YOUR OBJECTIVE: Reproduce the listing below word for word, leaving out the pictures.

^^^^^^^^^^^^^^^^

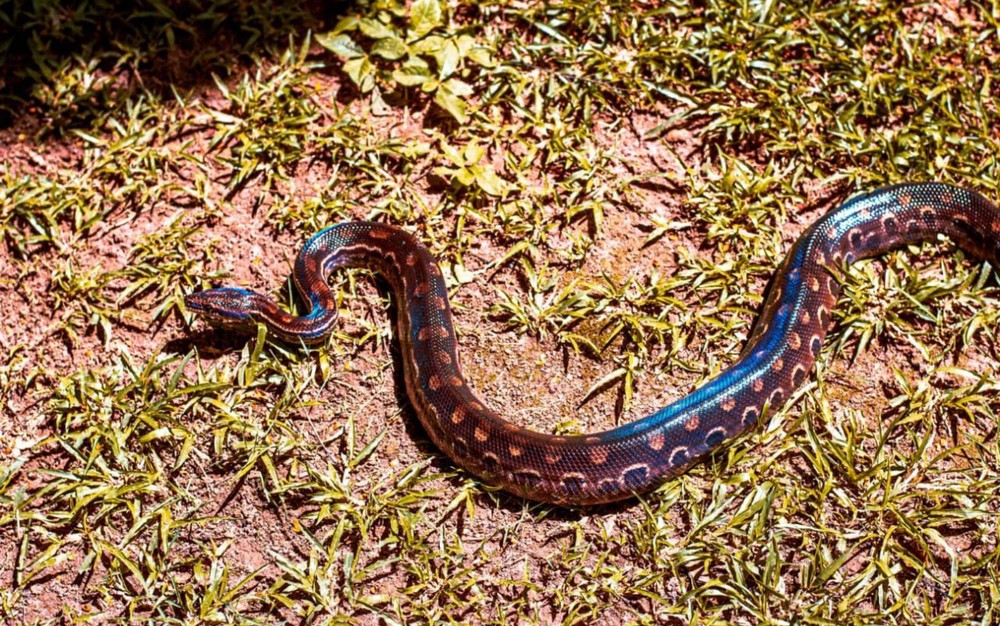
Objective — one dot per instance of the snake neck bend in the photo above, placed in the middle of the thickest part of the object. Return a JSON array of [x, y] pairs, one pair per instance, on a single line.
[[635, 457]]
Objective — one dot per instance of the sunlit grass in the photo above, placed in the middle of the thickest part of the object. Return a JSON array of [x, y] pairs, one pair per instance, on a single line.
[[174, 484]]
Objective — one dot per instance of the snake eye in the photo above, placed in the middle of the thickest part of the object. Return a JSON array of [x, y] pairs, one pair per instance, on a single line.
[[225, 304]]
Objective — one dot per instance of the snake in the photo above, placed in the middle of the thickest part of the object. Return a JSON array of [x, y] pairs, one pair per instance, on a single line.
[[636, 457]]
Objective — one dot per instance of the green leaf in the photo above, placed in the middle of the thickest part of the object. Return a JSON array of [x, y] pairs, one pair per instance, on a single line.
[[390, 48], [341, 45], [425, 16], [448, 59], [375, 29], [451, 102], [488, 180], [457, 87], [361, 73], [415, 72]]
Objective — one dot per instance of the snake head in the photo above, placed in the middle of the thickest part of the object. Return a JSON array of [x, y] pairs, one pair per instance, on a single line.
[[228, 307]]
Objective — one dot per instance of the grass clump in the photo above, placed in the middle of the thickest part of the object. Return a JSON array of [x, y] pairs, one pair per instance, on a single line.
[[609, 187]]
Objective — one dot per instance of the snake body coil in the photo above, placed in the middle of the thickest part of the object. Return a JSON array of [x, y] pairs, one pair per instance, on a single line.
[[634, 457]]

^^^^^^^^^^^^^^^^

ANSWER FOR THE TASK:
Objective — one dot per instance of the snake neck bend in the photo above, placed in the middle of the thickest part of the object. Return a JSON array of [x, y] pairs, one pair per instance, on a single line.
[[635, 457]]
Objective — one dot per instance of the sunlit grass in the photo above, placed in the middle of the thickest part of the object. Return a JSON array of [x, y] pairs, one pair per instance, on a single line.
[[174, 484]]
Objective — one dot per instance of the snake eye in the photo above, placed in the middle of the thickest part of the object. Return a JSON array of [x, y] pairs, one pair per instance, on a single line.
[[225, 304]]
Objective — one dot per instance of the snake in the photo above, placed in the middle of the thickest part of the object. Return a JSON array of [x, y] pairs, one pair per instance, on a single line.
[[636, 457]]
Objective — one dot per instance of the green leaf in the photo above, placed in the middle of the thickest part of the object. Return a JSON array of [x, y] pairs, one pair per instance, on a single line.
[[390, 48], [341, 45], [425, 16], [448, 59], [375, 29], [451, 102], [488, 180], [457, 87], [361, 73], [415, 72]]
Objective — one dot per instance of the snake head in the photo above, placed in the middle of the thickest part of the object. Return a JSON array of [x, y] pairs, one pair per instance, on a single line.
[[228, 307]]
Objective — one dot per instance of the grass clump in the photo above, placed in the middle of the thickest part of the object. Return a JSON array of [x, y] pairs, one pair per instance, on a single line.
[[609, 187]]
Objective — one dot per instance of the snake body coil in the photo above, placed in the middle of the thickest part of the object. Return a JSON array of [x, y] pairs, one pair per instance, on a single line.
[[634, 457]]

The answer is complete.